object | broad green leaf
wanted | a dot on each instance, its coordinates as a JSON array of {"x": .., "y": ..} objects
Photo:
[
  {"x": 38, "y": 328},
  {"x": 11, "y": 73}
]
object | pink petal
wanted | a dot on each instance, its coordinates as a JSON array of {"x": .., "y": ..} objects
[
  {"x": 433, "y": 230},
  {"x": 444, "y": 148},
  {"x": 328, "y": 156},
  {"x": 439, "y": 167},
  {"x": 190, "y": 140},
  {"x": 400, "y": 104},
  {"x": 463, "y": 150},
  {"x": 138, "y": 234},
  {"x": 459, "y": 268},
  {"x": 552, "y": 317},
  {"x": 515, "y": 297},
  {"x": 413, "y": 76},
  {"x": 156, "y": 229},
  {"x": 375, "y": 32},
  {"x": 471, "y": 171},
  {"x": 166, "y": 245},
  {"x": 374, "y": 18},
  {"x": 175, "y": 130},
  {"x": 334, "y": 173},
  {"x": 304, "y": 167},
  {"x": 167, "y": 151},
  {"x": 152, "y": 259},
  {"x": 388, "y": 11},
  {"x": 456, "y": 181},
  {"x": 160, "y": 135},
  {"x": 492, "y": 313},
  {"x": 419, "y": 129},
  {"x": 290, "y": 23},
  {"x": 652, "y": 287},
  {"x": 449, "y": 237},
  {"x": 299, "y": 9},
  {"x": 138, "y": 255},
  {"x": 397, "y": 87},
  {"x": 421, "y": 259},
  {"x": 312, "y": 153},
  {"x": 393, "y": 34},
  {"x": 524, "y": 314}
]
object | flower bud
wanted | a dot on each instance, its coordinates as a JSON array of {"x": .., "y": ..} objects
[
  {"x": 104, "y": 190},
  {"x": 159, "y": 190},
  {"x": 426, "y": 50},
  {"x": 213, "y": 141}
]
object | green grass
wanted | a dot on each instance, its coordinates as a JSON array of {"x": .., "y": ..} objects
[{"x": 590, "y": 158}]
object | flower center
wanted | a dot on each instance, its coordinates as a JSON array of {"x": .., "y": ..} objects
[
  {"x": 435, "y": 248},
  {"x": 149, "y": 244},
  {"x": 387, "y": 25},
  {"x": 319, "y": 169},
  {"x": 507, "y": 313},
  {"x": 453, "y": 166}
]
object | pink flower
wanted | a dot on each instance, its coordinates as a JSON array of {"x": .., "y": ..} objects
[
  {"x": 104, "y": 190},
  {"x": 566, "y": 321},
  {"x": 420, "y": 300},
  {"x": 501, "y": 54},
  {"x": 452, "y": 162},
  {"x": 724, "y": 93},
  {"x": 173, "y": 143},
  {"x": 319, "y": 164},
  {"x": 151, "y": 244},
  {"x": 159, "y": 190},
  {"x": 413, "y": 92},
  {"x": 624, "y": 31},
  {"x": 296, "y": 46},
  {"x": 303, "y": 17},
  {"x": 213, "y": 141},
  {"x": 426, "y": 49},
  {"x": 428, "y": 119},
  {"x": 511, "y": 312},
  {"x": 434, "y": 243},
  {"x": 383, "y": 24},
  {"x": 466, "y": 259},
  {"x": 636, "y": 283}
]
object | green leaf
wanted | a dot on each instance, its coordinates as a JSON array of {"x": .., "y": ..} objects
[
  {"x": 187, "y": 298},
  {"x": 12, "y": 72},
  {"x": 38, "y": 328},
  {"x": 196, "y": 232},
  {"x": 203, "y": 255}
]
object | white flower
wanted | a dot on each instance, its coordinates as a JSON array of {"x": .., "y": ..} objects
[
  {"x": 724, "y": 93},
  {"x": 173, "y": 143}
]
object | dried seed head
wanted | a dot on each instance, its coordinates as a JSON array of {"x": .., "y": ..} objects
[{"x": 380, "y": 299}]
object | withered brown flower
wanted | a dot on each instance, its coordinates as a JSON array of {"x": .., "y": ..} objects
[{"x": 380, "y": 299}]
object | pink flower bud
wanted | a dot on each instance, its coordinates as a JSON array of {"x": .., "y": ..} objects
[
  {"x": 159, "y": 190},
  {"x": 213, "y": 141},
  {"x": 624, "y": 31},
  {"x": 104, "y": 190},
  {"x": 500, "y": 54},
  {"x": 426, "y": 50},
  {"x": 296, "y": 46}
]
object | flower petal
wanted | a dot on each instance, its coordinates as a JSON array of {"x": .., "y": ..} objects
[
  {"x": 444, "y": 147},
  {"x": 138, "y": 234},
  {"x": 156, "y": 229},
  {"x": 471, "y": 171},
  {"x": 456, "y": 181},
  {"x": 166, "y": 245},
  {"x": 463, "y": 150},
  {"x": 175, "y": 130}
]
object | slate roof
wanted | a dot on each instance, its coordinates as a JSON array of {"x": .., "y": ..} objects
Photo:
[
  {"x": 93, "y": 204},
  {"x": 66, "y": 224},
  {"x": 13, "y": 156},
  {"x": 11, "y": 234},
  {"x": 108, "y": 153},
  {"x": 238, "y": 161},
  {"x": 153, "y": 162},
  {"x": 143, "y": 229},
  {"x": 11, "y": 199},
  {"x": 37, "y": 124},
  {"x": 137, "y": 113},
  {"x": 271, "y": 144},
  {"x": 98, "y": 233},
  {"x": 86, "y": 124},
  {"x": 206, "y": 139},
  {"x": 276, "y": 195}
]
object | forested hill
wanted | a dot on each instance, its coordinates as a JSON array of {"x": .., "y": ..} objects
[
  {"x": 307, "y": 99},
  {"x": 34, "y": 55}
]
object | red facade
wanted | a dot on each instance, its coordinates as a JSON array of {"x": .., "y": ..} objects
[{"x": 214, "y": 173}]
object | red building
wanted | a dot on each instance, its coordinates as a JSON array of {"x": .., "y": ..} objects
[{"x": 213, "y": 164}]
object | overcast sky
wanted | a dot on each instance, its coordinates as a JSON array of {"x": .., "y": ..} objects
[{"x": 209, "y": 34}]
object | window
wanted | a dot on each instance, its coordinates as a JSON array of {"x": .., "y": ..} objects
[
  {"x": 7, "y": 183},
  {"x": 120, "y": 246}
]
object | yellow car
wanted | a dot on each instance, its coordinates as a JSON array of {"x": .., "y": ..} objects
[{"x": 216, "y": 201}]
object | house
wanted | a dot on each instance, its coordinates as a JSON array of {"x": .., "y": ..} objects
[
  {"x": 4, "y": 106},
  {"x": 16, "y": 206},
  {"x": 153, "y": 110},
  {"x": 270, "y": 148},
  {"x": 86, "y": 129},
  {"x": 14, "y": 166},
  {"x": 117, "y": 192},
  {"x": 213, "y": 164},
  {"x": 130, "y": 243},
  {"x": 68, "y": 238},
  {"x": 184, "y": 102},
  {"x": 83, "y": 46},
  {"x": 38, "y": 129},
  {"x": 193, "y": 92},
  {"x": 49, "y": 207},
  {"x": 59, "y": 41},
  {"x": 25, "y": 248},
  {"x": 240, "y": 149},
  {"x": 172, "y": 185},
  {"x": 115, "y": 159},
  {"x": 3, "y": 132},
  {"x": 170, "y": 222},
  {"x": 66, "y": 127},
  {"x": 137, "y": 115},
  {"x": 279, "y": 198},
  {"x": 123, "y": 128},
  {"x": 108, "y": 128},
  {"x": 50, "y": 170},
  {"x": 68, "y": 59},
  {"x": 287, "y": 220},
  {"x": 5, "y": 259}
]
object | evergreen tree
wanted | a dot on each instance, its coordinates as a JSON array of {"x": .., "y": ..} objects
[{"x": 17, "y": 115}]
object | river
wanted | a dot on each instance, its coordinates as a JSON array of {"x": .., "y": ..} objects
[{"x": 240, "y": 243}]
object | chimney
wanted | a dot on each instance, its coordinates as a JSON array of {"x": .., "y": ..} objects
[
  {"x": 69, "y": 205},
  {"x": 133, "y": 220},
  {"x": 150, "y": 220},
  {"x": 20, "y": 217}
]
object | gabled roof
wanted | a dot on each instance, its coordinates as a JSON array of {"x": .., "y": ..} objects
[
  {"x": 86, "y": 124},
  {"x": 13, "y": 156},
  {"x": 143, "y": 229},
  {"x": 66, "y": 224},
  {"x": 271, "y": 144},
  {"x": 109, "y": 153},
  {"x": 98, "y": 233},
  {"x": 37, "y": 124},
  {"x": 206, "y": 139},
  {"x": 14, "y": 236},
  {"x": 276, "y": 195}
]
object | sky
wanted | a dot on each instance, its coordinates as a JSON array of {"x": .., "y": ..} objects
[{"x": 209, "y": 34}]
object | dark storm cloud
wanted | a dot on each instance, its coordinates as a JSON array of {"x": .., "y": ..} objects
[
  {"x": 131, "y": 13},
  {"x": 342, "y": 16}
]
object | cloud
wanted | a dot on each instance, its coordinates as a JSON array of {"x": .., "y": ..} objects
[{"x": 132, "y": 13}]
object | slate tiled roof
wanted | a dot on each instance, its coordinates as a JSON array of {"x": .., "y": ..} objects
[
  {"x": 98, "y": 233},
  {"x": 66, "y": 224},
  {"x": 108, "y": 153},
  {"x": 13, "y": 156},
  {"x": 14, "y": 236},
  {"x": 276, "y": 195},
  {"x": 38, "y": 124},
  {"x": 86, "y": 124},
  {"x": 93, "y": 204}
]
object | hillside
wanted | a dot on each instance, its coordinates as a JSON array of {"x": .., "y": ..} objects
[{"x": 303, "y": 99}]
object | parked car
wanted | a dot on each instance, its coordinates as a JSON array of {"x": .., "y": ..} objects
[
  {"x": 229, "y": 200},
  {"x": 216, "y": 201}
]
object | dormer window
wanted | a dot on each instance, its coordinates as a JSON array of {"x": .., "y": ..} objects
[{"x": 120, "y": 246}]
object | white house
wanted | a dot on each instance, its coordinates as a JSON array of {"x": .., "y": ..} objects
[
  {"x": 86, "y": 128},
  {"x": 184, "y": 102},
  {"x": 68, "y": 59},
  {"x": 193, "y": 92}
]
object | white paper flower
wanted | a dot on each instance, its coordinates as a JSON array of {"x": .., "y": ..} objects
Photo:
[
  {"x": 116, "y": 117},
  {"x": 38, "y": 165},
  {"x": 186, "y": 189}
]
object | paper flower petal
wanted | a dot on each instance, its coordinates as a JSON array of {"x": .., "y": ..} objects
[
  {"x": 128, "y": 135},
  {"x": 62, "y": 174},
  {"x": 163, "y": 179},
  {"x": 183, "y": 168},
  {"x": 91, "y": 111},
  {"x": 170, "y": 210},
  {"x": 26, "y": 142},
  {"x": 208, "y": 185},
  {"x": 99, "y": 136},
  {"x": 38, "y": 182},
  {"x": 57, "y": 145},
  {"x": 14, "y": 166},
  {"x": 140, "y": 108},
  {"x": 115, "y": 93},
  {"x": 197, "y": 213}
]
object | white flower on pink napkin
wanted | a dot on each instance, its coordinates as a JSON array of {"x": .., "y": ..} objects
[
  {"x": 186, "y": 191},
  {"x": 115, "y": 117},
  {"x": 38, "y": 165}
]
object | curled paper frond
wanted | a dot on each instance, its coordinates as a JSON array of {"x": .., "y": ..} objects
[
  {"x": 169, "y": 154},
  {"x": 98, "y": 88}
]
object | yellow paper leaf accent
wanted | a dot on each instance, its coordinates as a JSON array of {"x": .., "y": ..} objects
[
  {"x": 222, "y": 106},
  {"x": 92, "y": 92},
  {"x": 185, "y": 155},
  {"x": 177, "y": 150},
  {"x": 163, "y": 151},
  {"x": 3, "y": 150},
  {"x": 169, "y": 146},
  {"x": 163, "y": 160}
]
--*--
ACTION ITEM:
Everything from the first line of the records above through the line containing "object | pink petal" should be restated word for word; leave out all other lines.

EXERCISE OUTPUT:
object | broad green leaf
wanted | a dot on each instance, its coordinates as a JSON array of {"x": .., "y": ..} objects
Photo:
[
  {"x": 38, "y": 328},
  {"x": 11, "y": 73}
]
object | pink petal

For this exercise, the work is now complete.